The cost of offshore wind energy is a major preoccupation for the UK. In June, two industry initiatives reported on the savings available and how best to deliver them: the UK government’s Cost Reduction Task Force and the Crown Estate’s Offshore Wind Cost Reduction Pathways study.
The Crown Estate study, which was undertaken by BVG Associates for technology, EC Harris for the supply chain and PwC for finance, was significant in two ways. First, the three work streams recognised that innovations are needed not only in technology but also in the relationships throughout the supply chain, and in unlocking the significant amount of finance required to deliver plans in a challenging global economic situation. Second, the study focused on the effects on levelised cost of energy (LCOE), which is a function of not only capital investment (CAPEX), but also operating costs (OPEX) and annual energy production.
Offshore wind CAPEX has attracted a lot of attention in recent years following substantial increases. Indeed, as wind farms are installed at sites further from shore and in deeper water, the industry will have to work hard not to exceed current levels of CAPEX per megawatt installed. The important point is that energy yield from such sites is higher due to increased wind speeds. Revenue therefore is higher, and LCOE lower.
Areas of focus
Further improving the cost of energy relies on doing a number of things better, including reducing risk during construction and operation, increasing reliability, improving the efficiency of maintenance operations and, most importantly, increasing the energy production from assets.
Across the industry, there are plenty of ideas on how to reduce technology and supply chain costs. The key challenge was to quantify the benefits of individual innovations, different for different projects using different base designs, to enable us to focus on what really impacted on LCOE.

══════════════════════════════

Summarize the passage on offshore wind energy costs in two sentences. The lines that follow are separate material unrelated to the passage above.

## Extracted entries:
══════════════════════════════

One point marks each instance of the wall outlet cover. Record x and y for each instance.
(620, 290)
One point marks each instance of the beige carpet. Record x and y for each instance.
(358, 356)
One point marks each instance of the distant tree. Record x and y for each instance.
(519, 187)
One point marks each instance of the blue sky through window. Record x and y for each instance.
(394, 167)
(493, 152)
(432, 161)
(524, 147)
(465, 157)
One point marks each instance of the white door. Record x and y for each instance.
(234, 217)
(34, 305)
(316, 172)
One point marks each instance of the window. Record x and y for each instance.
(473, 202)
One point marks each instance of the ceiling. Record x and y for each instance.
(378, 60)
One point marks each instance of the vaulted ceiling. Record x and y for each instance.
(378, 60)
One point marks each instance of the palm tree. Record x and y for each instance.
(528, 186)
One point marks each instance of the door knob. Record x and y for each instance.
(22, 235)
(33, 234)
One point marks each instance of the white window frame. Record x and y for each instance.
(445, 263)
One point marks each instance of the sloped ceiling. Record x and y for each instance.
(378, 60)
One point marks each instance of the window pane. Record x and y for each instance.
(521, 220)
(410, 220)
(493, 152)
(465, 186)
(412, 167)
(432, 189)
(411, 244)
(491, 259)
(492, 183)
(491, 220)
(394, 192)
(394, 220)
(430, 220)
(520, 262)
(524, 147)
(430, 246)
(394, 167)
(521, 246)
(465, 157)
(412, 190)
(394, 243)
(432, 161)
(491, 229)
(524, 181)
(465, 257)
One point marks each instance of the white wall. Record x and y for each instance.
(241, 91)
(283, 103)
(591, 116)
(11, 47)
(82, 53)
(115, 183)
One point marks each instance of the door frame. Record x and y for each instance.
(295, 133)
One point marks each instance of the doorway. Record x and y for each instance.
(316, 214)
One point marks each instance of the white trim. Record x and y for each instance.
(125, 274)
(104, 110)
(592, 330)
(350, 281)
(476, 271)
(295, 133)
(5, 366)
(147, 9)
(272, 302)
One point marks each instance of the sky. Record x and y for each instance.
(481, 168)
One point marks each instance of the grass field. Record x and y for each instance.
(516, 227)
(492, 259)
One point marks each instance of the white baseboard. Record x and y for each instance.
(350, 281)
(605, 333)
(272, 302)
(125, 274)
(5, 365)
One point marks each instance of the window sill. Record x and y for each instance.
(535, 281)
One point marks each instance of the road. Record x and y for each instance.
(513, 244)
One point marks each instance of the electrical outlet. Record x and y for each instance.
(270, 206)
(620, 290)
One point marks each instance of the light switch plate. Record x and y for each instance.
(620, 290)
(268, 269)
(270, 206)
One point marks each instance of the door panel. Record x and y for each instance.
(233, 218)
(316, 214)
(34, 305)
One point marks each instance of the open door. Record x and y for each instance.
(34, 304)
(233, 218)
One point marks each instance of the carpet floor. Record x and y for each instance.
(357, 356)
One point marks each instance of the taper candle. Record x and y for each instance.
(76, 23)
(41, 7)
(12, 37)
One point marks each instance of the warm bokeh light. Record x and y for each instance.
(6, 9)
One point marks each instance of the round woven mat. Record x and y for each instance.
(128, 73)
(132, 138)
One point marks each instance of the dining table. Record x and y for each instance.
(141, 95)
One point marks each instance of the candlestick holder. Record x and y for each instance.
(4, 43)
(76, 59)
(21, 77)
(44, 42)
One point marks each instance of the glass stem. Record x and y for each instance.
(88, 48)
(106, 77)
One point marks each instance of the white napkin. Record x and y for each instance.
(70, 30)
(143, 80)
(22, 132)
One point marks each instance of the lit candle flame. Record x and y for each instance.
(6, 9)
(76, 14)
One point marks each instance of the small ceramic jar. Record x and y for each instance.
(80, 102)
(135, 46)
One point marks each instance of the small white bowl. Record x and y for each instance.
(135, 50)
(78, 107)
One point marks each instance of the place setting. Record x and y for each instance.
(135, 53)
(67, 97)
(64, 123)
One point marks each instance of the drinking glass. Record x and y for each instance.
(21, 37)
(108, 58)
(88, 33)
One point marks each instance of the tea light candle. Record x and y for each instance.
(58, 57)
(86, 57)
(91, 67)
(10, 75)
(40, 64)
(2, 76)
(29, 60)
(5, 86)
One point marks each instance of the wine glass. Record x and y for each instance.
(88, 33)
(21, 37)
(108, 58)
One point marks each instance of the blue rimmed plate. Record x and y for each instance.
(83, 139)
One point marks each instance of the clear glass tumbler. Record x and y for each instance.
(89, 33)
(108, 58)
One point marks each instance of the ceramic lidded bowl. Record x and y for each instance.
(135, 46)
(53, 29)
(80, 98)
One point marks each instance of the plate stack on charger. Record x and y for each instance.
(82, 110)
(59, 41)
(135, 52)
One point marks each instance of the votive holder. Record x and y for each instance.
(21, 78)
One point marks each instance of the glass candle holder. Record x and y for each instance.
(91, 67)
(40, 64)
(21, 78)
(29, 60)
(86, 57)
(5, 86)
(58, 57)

══════════════════════════════

## Solution to the exercise:
In June, the UK government's Cost Reduction Task Force and the Crown Estate's Offshore Wind Cost Reduction Pathways study reported on the savings available in offshore wind, and the Crown Estate study covered technology, supply chain and finance while focusing on levelised cost of energy. Sites further from shore and in deeper water make it hard to keep capital costs per megawatt from rising, but their higher wind speeds raise energy yield and lower that cost, and further gains depend on reducing risk, improving reliability and maintenance efficiency, and above all increasing energy production.